» ЧТО СДЕЛАТЬ:
(1) В каком году, согласно тексту о Музее нового западного искусства, этот музей был ликвидирован?
(2) Обновите фрагмент текста о Музее нового западного искусства: начиная со слов «Вскоре после войны» и заканчивая словами «Йельского университета (США).» включительно, замените «Йельского университета» на «Гарвардского университета».
(3) Продолжите текст о Музее нового западного искусства с того места, где он заканчивается.

» ТЕКСТ ДЛЯ ЧТЕНИЯ:
•••••

Музей нового западного искусства
И еще запомнился мне рассказ о том, как в 1947 году ликвидировался Музей нового западного искусства. Инициатором ликвидации выступала Академия художеств СССР. Очевидно, ее руководство преследовало две цели: с одной стороны, уничтожить этот очаг буржуазного разложения в искусстве, а с другой, захватить для себя морозовский особняк на Кропоткинской, где размещался музей, куда Академия и въехала сразу же после его ликвидации. Была назначена встреча Хрущева с руководством Академии. Узнав об этом, Виктор Никитич Лазарев – единственный из советских искусствоведов действительный член Академии наук СССР – помчался на встречу, чтобы объяснить члену ЦК нецелесообразность закрытия музея. Он опоздал. Когда Лазарев пришел в музей, он увидел, что на парадной лестнице особняка президент Академии художеств Серов что-то говорит Хрущеву, показывая на огромное панно “Танец” Матисса, а Хрущев громко хохочет. Сделать было уже ничего нельзя.
Экспонаты ликвидированного музея были распределены между ГМИИ и Государственным Эрмитажем, и было дано указание составить списки всех экспонатов для продажи за границу. Виктор Никитич убеждал сотрудников музеев затягивать дело как можно дольше. И они тянули. После смерти Сталина продажа была отменена. Так крупнейшее собрание нового западного искусства (бывшие собрания Щукина и Морозова) было сохранено для России. Кроме одного экспоната.
Вскоре после войны в Москву с правительственным визитом приезжал крупный американский бизнесмен (имя его не помню). Когда его водили по залам Музея нового западного искусства, Молотов снял со стены понравившуюся бизнесмену картину Ван Гога “Ночное кафе” и вручил ему ее в качестве подарка. Сейчас эта картина украшает Художественную галерею Йельского университета (США).

•••••

» ФРАГМЕНТ НАБОРА ДАННЫХ:
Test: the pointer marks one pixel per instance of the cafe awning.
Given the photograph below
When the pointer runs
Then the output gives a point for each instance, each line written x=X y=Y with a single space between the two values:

•••••

» ОТВЕТЫ ПО ЗАДАНИЯМ:
(1) В 1947 году.

(2)
Вскоре после войны в Москву с правительственным визитом приезжал крупный американский бизнесмен (имя его не помню). Когда его водили по залам Музея нового западного искусства, Молотов снял со стены понравившуюся бизнесмену картину Ван Гога “Ночное кафе” и вручил ему ее в качестве подарка. Сейчас эта картина украшает Художественную галерею Гарвардского университета (США).

(3)
Глава 6
Всемирный фестиваль (1957) и художники
В процессе переоценки ценностей немалую роль сыграл Всемирный фестиваль молодежи и студентов, проходивший в 1957 году в Москве. Для дальнейшей истории России его значение трудно переоценить. Фестиваль впервые дал возможность советской публике познакомиться с современным зарубежным искусством. До смерти Сталина такой возможности людям предоставлено не было. Музей нового западного искусства был ликвидирован еще в 1948-м, в университете лекции по истории зарубежного искусства кончались на импрессионизме, все музейные экспозиции (ГМИИ, Эрмитажа, Третьяковской галереи) обрывались на восьмидесятых годах XIX века, ибо далее следовали лишь реакция и разложение. Правда, существовали за рубежом прогрессивные художники-коммунисты вроде Андре Фужерона, Рокуэлла Кента, Диего Риверы, но и их искусство не отвечало жестким стандартам соцреализма. Теперь начиналось легкое шевеление в этой области – Хрущев явно заигрывал с так называемыми прогрессивными зарубежными кругами. В Москву приезжали Диего Ривера и Альфаро Сикейрос, и хотя первый был троцкист, а второй – оголтелый сталинист, возглавлявший первое (неудавшееся) покушение на Троцкого, и оба были отнюдь не соцреалистами, в художественных кругах им был оказан воистину царский прием.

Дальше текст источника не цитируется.